Pour Dominique Gautier, architecte, cela constitue une très belle aventure partagée par toute une équipe : "Nous nous sommes ainsi immergés dans un monde inconnu pour nous". Pour ce dernier, cette approche des mineurs et du monde souterrain s'est accompagnée de beaucoup d'émotion et aussi de beaucoup de passion. Il a commencé en 2009 un véritable travail de coproduction avec les services de la ville et les équipes du musée. Ils ont visité d'autres sites pour mieux comprendre ce qu'il convenait (ou pas) de faire. Les architectes du patrimoine sont en outre intervenus puisque, au même moment, l'ensemble du site était classé patrimoine historique. Bref, un véritable travail d'équipe au sens noble.
Dominique Gautier [Photo EMD]
Pour cet architecte, c'est un projet urbain qui a pris corps et pas seulement un musée. L'existant était déjà important et il a fait en sorte de recadrer le site, d'en avoir une vision globale à une échelle beaucoup plus large afin de produire une sorte de plan-guide à l'usage de ceux qui allaient y travailler : "Nous sommes sur un site qui couvre pratiquement 50 hectares, qui est relié de multiples manières aux quartiers et à la ville. Nous nous sommes donc interrogés sur la place des bâtiments existants dans l'avenir de ce site ainsi que sur l'interaction avec les infrastructures qui structurent l'environnement".

--------------------------------------------------

== TÂCHES DEMANDÉES ==
a: Répondez aux questions suivantes à partir du texte sur le projet de Dominique Gautier.
(i) En quelle année Dominique Gautier a-t-il commencé le travail de coproduction ?
(ii) Quelle superficie le site couvre-t-il pratiquement ?
(iii) Qu'est-ce qui était classé patrimoine historique au même moment ?
b: Poursuivez le texte sur le projet de Dominique Gautier après sa dernière phrase.

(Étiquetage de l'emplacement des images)

--------------------------------------------------

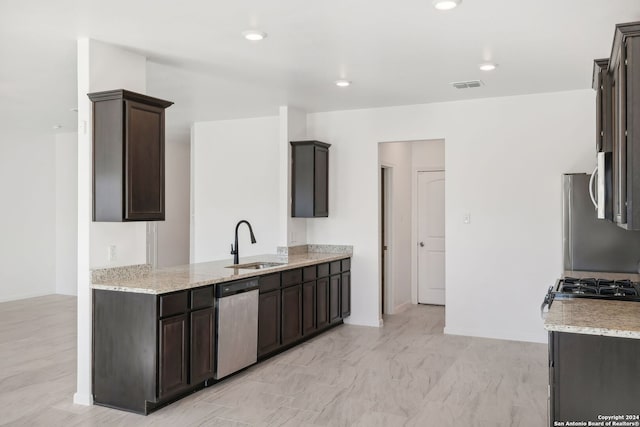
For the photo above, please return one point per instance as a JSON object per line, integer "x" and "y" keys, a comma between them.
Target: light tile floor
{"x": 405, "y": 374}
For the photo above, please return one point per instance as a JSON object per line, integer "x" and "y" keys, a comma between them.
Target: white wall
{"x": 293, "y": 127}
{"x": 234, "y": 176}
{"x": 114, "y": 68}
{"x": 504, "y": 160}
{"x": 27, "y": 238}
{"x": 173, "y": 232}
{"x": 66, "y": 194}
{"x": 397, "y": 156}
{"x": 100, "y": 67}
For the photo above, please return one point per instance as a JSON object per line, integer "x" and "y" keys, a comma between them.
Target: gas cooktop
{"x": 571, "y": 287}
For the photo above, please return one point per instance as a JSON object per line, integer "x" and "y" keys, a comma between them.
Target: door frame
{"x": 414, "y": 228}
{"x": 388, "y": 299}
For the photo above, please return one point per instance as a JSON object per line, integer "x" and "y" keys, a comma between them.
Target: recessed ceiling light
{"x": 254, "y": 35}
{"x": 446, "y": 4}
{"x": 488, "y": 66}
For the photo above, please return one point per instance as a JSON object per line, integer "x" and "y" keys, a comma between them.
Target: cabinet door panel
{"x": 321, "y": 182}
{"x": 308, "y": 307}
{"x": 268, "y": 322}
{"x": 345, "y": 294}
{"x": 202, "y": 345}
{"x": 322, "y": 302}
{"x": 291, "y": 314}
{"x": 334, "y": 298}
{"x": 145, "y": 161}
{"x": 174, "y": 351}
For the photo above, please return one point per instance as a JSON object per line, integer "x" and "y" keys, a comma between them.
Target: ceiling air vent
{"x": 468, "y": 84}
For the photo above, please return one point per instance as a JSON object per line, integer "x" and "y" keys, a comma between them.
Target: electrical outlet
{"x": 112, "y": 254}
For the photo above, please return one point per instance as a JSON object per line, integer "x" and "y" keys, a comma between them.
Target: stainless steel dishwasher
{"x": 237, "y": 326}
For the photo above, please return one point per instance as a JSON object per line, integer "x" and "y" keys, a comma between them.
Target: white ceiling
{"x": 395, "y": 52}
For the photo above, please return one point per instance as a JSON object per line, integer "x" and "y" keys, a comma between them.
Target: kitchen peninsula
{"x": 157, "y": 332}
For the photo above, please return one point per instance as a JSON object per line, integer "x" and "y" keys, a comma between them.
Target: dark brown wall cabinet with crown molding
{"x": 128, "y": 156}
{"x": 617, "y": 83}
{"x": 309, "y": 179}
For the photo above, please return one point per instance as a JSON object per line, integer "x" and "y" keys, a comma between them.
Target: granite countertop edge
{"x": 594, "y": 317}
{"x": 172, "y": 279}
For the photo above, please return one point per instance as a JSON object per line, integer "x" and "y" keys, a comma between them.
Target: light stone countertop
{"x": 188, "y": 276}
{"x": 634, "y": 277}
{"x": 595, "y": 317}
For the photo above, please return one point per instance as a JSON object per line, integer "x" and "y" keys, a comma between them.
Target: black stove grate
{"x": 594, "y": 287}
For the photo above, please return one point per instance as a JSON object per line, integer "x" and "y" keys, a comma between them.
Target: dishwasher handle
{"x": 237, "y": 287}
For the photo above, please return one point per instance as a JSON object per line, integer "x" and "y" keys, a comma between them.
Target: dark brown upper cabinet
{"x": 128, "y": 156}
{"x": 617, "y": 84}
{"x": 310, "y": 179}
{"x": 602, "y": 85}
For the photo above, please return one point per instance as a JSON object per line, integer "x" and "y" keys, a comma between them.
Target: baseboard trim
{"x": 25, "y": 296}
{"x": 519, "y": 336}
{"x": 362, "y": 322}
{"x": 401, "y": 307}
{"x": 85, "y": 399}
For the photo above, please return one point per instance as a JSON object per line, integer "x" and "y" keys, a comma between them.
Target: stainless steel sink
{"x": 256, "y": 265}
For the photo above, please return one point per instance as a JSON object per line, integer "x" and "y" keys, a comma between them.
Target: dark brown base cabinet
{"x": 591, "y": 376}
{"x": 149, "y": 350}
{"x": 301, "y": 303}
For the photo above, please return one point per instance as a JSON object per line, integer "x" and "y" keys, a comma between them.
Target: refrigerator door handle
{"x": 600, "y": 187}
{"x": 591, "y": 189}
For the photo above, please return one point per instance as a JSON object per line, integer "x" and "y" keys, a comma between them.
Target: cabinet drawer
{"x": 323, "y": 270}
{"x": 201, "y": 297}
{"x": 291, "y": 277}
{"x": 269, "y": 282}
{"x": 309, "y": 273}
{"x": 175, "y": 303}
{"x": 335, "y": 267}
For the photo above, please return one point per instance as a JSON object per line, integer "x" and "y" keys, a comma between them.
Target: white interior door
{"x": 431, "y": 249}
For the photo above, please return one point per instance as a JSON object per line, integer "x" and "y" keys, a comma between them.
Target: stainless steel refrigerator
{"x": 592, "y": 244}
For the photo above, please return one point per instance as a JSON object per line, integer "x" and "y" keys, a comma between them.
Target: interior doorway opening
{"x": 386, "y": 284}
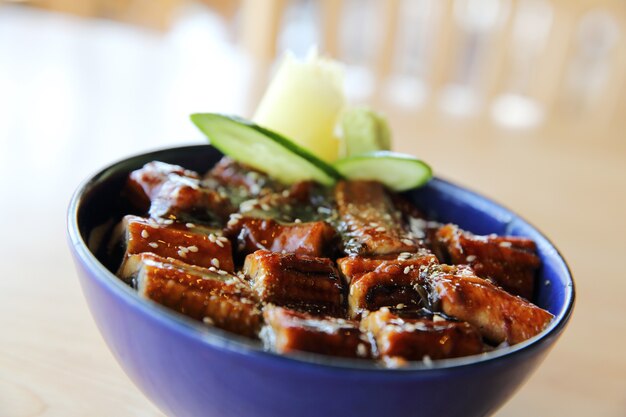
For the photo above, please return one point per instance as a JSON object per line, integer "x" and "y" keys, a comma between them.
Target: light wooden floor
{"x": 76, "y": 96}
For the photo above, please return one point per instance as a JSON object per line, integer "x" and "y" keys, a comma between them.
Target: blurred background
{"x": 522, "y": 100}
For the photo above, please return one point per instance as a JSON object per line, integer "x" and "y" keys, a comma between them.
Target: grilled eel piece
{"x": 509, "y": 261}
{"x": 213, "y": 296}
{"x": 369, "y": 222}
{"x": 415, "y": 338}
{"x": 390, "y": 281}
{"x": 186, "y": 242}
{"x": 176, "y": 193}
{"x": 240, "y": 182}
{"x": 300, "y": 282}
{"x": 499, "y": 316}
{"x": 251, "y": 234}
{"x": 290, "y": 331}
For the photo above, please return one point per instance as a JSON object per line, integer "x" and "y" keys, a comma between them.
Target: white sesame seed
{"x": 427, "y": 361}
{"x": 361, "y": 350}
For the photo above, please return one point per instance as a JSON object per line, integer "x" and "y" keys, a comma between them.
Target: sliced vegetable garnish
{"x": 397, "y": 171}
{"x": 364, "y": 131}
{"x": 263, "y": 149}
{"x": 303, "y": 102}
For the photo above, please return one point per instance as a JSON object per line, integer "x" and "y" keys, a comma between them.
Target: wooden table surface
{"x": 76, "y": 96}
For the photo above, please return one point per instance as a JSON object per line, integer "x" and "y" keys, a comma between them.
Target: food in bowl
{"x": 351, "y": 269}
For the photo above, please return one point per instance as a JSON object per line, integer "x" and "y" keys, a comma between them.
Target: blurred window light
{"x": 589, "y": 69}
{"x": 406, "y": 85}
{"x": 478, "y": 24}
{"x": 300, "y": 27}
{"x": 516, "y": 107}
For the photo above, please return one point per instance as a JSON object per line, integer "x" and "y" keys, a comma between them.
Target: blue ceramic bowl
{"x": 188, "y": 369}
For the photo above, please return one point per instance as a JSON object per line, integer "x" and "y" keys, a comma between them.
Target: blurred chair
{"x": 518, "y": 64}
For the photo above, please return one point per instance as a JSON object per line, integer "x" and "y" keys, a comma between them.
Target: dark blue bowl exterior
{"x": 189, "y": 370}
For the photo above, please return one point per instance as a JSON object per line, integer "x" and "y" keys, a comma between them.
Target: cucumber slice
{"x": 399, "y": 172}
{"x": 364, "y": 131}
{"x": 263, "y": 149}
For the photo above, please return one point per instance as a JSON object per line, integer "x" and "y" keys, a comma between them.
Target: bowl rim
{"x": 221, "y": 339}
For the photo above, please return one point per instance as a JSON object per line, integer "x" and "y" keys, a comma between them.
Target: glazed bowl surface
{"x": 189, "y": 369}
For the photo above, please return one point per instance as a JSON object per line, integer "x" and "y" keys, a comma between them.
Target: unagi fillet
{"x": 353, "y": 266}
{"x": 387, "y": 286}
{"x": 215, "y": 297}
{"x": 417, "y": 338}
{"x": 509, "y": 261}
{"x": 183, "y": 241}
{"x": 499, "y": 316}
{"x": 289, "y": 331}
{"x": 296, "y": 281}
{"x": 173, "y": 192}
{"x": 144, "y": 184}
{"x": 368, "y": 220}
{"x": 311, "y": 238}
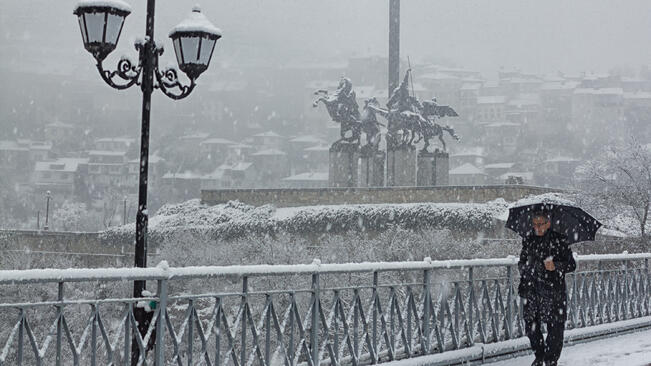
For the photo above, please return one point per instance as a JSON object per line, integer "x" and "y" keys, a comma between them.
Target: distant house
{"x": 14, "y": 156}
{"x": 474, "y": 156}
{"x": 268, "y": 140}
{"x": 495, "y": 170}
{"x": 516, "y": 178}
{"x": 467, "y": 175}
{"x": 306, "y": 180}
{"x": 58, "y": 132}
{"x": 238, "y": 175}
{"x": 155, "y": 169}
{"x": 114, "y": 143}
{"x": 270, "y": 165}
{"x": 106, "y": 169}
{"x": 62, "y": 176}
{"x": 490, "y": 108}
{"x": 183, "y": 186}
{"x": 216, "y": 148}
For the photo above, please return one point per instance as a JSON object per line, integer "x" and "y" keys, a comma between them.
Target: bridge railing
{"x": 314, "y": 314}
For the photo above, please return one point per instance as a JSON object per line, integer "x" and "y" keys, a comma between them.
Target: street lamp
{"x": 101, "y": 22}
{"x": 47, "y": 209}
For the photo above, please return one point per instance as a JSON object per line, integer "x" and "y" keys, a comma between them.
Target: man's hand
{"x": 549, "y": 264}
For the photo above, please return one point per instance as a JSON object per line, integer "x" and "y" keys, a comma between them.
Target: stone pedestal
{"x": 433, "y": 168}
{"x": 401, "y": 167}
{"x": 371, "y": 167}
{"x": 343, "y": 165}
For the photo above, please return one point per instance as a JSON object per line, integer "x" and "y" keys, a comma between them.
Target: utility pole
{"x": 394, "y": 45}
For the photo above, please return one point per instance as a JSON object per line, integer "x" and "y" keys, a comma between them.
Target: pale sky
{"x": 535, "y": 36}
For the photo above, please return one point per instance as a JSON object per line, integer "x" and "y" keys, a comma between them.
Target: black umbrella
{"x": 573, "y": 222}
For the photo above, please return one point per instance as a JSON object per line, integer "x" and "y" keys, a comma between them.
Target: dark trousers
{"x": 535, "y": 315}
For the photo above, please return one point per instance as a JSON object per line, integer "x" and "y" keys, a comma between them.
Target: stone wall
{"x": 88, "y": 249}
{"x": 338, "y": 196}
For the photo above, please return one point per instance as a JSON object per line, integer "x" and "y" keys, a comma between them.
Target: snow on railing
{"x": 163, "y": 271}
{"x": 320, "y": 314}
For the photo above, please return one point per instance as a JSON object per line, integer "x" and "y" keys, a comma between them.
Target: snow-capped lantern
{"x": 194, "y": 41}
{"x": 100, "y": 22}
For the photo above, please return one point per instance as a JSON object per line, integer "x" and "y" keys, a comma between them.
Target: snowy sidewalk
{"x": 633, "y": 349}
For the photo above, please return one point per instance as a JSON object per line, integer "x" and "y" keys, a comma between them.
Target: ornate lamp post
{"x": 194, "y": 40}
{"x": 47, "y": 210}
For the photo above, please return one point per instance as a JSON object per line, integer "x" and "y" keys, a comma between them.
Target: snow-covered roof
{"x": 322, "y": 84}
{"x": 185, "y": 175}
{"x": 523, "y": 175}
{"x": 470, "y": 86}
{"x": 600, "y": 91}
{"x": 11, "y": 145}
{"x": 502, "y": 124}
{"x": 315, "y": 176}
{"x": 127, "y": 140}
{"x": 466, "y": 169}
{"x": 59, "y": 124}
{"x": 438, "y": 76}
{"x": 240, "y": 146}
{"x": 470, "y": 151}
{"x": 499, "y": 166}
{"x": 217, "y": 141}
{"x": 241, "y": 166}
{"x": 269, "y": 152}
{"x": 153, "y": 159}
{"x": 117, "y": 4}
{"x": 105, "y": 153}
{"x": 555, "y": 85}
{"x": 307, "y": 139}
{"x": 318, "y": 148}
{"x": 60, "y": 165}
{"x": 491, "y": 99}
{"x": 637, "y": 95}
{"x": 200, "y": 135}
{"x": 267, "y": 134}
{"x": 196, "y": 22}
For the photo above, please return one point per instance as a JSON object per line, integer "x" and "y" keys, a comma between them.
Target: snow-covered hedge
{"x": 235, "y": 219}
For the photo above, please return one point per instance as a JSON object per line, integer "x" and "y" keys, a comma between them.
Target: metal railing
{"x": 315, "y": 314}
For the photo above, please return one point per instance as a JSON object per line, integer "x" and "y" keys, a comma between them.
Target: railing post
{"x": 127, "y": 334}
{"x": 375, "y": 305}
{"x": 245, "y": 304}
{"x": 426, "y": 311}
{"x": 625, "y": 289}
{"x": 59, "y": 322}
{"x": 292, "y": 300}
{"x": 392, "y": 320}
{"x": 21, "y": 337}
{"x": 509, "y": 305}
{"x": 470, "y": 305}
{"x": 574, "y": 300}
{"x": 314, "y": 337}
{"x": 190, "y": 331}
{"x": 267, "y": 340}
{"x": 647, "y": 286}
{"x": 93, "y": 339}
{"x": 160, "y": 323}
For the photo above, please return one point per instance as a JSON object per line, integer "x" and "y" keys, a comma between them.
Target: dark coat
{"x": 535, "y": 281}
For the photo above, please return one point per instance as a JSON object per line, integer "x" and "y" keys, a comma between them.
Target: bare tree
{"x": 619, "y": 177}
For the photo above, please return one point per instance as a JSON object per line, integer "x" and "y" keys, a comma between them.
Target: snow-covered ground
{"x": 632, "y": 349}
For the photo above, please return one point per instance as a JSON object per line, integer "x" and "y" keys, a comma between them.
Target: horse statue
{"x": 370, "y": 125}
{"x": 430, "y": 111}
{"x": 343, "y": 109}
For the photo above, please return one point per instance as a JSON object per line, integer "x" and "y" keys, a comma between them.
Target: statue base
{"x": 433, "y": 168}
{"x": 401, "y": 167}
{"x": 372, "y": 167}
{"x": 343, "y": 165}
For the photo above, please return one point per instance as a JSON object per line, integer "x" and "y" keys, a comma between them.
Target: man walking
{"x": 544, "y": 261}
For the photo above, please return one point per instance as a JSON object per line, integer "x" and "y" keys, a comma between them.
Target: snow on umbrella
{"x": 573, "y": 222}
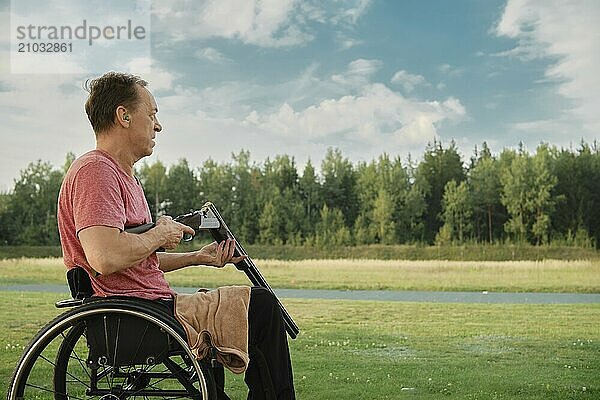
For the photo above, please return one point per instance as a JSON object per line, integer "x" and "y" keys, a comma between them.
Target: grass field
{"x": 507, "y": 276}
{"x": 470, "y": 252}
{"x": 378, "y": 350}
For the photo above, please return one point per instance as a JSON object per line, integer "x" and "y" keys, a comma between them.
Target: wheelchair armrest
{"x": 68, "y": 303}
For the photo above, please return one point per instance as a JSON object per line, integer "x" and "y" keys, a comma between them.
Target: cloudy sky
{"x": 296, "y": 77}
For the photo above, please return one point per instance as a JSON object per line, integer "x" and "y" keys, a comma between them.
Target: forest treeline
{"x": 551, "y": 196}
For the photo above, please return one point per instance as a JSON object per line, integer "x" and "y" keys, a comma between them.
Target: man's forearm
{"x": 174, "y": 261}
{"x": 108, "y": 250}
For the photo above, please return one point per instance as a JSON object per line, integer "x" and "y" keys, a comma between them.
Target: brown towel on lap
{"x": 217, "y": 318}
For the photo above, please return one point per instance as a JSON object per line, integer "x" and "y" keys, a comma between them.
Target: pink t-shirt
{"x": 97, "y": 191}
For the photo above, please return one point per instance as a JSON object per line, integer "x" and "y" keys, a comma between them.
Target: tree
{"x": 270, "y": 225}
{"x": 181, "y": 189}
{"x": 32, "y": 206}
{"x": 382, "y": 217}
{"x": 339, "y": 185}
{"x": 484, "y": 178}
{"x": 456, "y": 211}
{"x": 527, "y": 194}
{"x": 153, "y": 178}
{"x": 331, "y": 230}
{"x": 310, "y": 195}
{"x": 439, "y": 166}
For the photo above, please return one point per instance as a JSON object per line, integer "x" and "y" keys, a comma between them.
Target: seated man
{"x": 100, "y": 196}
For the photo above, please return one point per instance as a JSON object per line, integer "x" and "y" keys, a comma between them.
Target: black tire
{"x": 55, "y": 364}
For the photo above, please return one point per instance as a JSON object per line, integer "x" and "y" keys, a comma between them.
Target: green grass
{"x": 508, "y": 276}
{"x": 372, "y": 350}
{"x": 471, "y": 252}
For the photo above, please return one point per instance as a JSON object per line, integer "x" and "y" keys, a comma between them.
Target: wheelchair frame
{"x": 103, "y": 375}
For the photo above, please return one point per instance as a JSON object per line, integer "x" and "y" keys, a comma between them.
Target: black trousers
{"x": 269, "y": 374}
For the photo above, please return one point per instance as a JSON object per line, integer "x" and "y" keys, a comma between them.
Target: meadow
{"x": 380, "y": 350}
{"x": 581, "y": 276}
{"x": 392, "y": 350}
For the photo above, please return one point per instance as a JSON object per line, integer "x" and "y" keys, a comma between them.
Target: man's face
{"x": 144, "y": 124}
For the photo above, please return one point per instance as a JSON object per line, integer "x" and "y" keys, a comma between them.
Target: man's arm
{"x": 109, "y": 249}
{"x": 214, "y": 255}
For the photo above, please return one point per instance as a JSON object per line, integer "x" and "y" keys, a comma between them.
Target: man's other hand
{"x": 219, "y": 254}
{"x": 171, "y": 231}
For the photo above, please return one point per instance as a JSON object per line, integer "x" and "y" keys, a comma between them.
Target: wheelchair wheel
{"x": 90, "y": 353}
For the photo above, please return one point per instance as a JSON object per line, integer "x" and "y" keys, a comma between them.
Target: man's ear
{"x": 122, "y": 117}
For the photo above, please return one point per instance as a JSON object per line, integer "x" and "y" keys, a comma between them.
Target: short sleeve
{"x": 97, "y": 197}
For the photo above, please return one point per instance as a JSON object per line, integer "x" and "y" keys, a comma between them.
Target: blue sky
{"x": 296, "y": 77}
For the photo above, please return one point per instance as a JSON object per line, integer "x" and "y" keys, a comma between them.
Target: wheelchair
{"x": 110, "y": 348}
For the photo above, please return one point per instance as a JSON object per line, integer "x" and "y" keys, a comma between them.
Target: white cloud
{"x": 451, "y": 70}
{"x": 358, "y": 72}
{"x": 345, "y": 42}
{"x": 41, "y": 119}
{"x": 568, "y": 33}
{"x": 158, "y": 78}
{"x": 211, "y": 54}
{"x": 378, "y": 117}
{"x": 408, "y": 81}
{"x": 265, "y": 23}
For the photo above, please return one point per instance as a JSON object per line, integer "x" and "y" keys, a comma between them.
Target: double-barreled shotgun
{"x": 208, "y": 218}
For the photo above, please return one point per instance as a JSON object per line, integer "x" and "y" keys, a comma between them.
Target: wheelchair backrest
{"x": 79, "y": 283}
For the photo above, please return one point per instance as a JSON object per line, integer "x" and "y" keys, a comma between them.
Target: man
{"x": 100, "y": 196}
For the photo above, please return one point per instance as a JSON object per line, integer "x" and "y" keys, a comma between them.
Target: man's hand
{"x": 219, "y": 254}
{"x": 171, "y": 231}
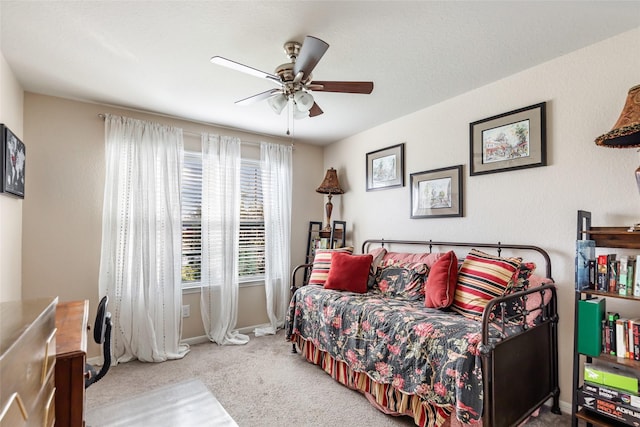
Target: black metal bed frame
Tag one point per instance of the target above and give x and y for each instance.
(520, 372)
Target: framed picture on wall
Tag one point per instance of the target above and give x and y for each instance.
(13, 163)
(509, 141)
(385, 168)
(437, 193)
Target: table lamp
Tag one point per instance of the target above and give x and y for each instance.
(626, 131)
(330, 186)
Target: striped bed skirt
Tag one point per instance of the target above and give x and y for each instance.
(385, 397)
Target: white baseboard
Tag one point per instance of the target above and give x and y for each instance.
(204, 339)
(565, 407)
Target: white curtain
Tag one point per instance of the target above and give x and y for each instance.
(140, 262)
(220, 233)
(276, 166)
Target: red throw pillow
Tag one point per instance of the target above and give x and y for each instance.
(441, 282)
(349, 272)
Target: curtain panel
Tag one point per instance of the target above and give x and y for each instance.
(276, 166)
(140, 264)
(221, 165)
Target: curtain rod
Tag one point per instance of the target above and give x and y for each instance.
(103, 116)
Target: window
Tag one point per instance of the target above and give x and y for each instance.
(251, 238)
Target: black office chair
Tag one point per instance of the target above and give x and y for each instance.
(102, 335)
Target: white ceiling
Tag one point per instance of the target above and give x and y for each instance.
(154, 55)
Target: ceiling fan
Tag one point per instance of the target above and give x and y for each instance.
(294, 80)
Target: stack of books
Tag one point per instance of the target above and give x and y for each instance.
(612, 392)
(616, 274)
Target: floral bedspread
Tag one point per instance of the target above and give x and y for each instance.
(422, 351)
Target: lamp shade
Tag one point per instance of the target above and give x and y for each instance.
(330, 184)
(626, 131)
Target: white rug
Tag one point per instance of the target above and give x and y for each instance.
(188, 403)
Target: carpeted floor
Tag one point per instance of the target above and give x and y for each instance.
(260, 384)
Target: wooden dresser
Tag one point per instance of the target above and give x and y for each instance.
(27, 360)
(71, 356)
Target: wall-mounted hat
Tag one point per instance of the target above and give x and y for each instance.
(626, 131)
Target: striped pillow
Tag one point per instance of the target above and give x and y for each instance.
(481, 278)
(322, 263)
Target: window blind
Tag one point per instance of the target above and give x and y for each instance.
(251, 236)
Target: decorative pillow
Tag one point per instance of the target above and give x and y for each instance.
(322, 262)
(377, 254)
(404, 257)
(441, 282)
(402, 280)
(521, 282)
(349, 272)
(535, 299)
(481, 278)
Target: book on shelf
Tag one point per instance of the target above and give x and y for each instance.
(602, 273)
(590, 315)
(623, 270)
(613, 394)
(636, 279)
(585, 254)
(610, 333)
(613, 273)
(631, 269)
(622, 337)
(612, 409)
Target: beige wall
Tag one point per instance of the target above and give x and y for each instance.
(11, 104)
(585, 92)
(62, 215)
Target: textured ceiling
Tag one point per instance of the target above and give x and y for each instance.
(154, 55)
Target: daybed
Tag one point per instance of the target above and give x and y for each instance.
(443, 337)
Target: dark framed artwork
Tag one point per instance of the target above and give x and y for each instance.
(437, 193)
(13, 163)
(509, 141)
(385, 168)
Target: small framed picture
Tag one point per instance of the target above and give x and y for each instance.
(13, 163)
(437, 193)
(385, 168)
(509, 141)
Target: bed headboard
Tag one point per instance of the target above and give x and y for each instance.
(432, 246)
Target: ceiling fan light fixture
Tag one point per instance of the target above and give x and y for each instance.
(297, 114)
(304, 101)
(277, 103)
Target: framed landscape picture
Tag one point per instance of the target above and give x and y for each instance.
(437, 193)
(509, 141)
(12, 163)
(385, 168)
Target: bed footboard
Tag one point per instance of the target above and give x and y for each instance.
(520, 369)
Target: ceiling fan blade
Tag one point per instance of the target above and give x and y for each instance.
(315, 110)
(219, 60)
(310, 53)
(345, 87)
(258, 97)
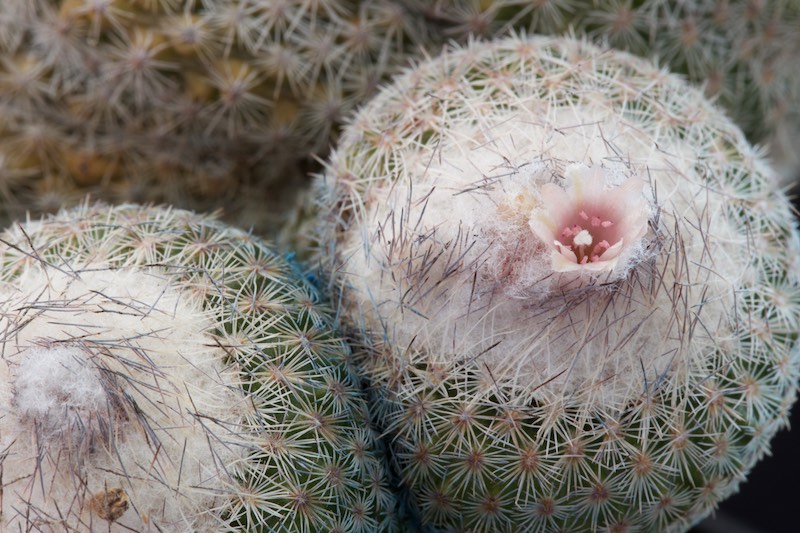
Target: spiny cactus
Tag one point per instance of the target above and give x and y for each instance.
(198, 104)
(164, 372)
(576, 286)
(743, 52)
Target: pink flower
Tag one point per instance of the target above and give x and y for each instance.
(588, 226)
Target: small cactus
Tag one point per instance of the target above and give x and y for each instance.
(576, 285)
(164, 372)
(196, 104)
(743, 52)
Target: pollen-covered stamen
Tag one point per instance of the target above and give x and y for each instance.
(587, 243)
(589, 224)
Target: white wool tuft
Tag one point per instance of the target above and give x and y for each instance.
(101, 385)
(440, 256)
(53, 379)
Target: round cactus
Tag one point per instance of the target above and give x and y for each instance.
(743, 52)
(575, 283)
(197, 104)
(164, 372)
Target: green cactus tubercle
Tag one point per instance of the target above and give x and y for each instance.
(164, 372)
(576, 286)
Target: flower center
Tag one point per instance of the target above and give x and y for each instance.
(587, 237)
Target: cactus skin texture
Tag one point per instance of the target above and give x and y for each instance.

--------------------------------------------------

== RÉPONSES AUX TÂCHES ==
a:
(i) En 2009.
(ii) Pratiquement 50 hectares.
(iii) L'ensemble du site.

b:
Chez Gautier+Conquet, on a eu aussi la volonté de voir émerger, autour des bâtiments existants, un parc urbain contemporain dessiné par Michel Corajoud. Pour les bâtiments, ces derniers se sont un instant posé la question de savoir s'il fallait ajouter des bâtiments contemporains. L'hypothèse n'a pas été retenue et c'est l'utilisation de l'existant qui a été privilégiée. Ainsi, les modules d'exposition se sont glissés dans les bâtiments, sortes de boîtes en bois autonomes qui permettent la conservation optimale des œuvres présentées. De même, la parti a été pris d'héberger l'ensemble des bureaux du personnel administratif dans ce qui était autrefois les bureaux des employés et ingénieurs de Couriot. Ont également été ouverts au public des bâtiments qui ne l'étaient pas mais en les laissant pratiquement dans leur jus, tels qu'ils ont été abandonnés dans les années soixante-dix.
Laurent Volay, architecte (Archipat), confirme cette volonté : "Le principe qui a été retenu est celui de garder l'aspect de témoignage des bâtiments tout en y incluant la muséographie contemporaine". L'objectif n'était pas de "restaurer" au sens habituel des monuments historiques mais de s'assurer d'une bonne restitution de la mémoire de l'activité industrielle que les bâtiments ont en eux. "Il y a donc une volonté d'avoir une expression architecturale la plus sobre possible pour laisser toute la place au patrimoine, qui est l'élément majeur, tout en assurant la sécurité du public" conclut L. Volay.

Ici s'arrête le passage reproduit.